EXERCISE DETAILS:
Set down word for word the part of the vectorize timing excerpt below that lies between "Returns True if" and "np_ans = np.sin(x) * np.cos(y)", inclusive.

TEXT TO READ:

· · · · · · ·

Note: [numpy.allclose](https://docs.scipy.org/doc/numpy-1.14.0/reference/generated/numpy.allclose.html)  
Returns True if two arrays are element-wise equal within a tolerance.

In [15]:
# generate data
n = 1000000
x = np.linspace(0, np.pi, n)
y = np.linspace(0, np.pi, n)

# check result
np_ans = np.sin(x) * np.cos(y)
np_cpu_ans = cpu_sincos(x, y)
np_gpu_ans = gpu_sincos(x, y)

print("CPU vectorize correct: ", np.allclose(np_cpu_ans, np_ans))
print("GPU vectorize correct: ", np.allclose(np_gpu_ans, np_ans))

CPU vectorize correct:  True
GPU vectorize correct:  True


In [16]:
print("Numpy")
%timeit np.sin(x) * np.cos(y)

print("CPU vectorize")
%timeit cpu_sincos(x, y)

print("GPU vectorize")
%timeit gpu_sincos(x, y)

Numpy
28.3 ms ± 14.6 µs per loop (mean ± std. dev. of 7 runs, 10 loops each)
CPU vectorize
32.4 ms ± 67.9 µs per loop (mean ± std. dev. of 7 runs, 10 loops each)
GPU vectorize
6.34 ms ± 141 µs per loop (mean ± std. dev. of 7 runs, 100 loops each)

· · · · · · ·

EXCERPTED DATA:

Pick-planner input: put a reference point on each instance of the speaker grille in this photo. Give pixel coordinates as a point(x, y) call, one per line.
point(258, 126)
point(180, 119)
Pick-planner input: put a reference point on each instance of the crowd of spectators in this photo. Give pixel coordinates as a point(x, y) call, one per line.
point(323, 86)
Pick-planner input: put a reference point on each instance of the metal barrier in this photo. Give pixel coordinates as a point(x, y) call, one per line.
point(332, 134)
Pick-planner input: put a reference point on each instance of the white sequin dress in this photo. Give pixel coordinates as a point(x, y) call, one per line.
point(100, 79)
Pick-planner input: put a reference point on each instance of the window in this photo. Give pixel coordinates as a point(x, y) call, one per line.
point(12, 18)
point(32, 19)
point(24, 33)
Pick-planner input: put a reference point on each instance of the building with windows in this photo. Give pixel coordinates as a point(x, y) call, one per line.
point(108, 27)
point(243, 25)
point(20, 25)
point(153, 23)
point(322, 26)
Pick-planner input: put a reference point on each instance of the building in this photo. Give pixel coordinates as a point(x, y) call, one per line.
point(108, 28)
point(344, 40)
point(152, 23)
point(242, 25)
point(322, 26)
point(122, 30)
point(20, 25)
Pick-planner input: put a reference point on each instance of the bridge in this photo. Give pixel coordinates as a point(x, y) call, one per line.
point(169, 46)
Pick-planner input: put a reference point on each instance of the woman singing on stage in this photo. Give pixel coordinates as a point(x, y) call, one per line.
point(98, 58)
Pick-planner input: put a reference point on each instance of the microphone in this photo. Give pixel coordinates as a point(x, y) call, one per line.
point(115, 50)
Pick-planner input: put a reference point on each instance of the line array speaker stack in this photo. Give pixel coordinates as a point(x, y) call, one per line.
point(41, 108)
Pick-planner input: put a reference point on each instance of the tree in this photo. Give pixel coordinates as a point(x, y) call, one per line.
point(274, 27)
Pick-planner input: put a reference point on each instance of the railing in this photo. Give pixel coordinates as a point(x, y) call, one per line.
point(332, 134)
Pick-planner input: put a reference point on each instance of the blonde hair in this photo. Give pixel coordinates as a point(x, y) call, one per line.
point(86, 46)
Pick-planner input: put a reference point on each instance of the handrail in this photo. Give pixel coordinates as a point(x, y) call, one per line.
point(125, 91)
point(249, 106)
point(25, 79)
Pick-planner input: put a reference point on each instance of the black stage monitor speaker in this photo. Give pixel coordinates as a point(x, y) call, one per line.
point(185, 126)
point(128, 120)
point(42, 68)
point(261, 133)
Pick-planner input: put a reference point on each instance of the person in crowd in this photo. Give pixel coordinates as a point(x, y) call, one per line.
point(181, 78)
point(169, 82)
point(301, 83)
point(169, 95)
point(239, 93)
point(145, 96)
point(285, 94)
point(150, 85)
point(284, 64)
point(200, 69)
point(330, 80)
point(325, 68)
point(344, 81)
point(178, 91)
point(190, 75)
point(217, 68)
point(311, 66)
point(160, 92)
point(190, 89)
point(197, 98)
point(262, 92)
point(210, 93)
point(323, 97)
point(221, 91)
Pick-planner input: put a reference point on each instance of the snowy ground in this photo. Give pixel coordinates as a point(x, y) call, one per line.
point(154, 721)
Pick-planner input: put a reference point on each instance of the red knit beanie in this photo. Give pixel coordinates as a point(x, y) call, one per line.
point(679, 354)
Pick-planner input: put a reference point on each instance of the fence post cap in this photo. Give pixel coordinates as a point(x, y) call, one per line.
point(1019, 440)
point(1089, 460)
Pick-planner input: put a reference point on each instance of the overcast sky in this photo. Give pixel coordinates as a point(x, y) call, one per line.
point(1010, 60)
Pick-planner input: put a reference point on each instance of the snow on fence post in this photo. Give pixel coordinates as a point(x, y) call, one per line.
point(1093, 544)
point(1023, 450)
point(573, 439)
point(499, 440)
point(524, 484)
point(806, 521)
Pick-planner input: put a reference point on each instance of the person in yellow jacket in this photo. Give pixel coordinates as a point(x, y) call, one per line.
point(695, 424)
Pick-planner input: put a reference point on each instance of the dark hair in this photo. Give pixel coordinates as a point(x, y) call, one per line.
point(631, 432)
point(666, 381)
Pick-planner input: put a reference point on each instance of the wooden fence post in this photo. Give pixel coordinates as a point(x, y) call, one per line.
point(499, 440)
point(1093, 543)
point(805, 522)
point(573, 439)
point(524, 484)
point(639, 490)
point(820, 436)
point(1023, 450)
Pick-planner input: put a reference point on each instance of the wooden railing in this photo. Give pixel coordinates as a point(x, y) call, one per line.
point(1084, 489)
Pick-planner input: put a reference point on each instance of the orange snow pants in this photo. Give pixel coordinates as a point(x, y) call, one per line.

· · · · · · ·

RESULT OF THIS TASK:
Returns True if two arrays are element-wise equal within a tolerance.

In [15]:
# generate data
n = 1000000
x = np.linspace(0, np.pi, n)
y = np.linspace(0, np.pi, n)

# check result
np_ans = np.sin(x) * np.cos(y)